[ЗАДАНИЯ]:
1. Как в отрывке о модели психики названы объекты познавательной деятельности?
2. Перепечатайте из отрывка о модели психики текст от слов «В основе следующего» до слов «Булычев Летнее утро).» включительно.

[ВЫБРАННЫЙ ОТРЫВОК]:
━━━━━━━━━━━━━━━━━━━━

В основе следующего высказывания также лежит объектная категориальная
модель психики, однако при этом явления внутреннего мира интерпретируются
как объекты уже не как посессивные объекты, а как делибераты – объекты
познавательной деятельности. В контексте фантастического рассказа К.
Булычева данная репрезентация ментальной сферы «согласуется» с результатами
описанного автором эксперимента по проникновению в сознание человека и
контролю над процессами мышления:
Лучше надеяться на то, что, разгадав сущность мышления, научившись читать мозг, как напечатанную книгу, научившись слушать мысли, мы поможем и нашим меньшим братьям (К. Булычев Летнее утро).
Подобное использование образной модели, актуализация наивных представлений, лежащих в ее основе, представляет собой один из эстетически значимых стилистических приемов деформации реальности, составляющей саму суть фантастики. Демонстративное нарушение художественного правдоподобия необходимо в данном случае для того, чтобы «неожиданно или даже гротескно показать проблему, сегодня, может быть, еще не вполне очевидную»[11].
3. 3. Образно-ассоциативный и прагмастилистический потенциал
семантической категории и субкатегории инструмента
В процессе сигнификативной интерпретации психологических ситуаций может использоваться категория инструмента, главным категориальным признаком которой, позволяющим подвести под понятия инструмента (орудия, средства) самые разнообразные предметы, явления, действия, признается целенаправленность их применения, другими словами – непосредственная связь с категорией цели [Новый философский словарь 2001: 311; Новая философская энциклопедия 2000, т.1: 633; Ямшанова 1989: 142-143; Твердохлеб 2001].

━━━━━━━━━━━━━━━━━━━━

[ИСХОДНЫЕ ДАННЫЕ]:
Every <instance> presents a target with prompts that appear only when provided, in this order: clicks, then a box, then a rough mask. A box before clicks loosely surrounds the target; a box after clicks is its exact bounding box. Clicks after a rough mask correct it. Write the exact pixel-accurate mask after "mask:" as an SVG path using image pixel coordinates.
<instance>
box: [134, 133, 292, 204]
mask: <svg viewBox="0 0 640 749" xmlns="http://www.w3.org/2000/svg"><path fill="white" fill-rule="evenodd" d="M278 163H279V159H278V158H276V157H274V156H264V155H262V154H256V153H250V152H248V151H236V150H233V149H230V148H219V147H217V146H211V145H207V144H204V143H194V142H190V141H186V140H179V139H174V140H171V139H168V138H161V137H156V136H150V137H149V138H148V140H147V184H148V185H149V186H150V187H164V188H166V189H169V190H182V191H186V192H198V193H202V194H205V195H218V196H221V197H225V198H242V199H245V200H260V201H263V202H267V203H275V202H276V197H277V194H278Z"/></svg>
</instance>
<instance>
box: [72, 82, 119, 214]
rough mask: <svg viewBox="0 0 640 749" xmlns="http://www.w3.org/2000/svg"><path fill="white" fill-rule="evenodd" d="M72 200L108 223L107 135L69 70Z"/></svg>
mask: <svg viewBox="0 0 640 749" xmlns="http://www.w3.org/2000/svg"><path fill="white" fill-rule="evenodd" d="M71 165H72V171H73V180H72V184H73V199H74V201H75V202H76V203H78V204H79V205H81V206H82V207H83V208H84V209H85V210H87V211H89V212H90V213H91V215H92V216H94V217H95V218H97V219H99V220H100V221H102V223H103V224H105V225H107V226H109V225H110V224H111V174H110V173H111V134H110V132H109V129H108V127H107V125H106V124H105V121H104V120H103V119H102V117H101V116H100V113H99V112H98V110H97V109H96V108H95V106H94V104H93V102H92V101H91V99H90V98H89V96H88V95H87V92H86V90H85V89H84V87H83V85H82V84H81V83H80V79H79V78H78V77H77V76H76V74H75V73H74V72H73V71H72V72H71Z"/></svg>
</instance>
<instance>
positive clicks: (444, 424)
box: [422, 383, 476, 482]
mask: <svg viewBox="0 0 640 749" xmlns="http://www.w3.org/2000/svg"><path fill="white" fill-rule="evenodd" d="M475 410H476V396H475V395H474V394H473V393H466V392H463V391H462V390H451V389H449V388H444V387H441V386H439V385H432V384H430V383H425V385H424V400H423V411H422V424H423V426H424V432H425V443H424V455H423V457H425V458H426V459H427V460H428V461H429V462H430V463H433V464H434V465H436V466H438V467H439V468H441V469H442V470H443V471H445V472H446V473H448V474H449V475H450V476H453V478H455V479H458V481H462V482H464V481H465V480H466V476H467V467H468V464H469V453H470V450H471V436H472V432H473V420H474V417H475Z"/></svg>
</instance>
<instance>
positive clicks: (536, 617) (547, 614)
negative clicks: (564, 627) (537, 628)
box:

━━━━━━━━━━━━━━━━━━━━

[ОЖИДАЕМЫЕ ОТВЕТЫ]:
1. Делибератами.

2.
В основе следующего высказывания также лежит объектная категориальная
модель психики, однако при этом явления внутреннего мира интерпретируются
как объекты уже не как посессивные объекты, а как делибераты – объекты
познавательной деятельности. В контексте фантастического рассказа К.
Булычева данная репрезентация ментальной сферы «согласуется» с результатами
описанного автором эксперимента по проникновению в сознание человека и
контролю над процессами мышления:
Лучше надеяться на то, что, разгадав сущность мышления, научившись читать мозг, как напечатанную книгу, научившись слушать мысли, мы поможем и нашим меньшим братьям (К. Булычев Летнее утро).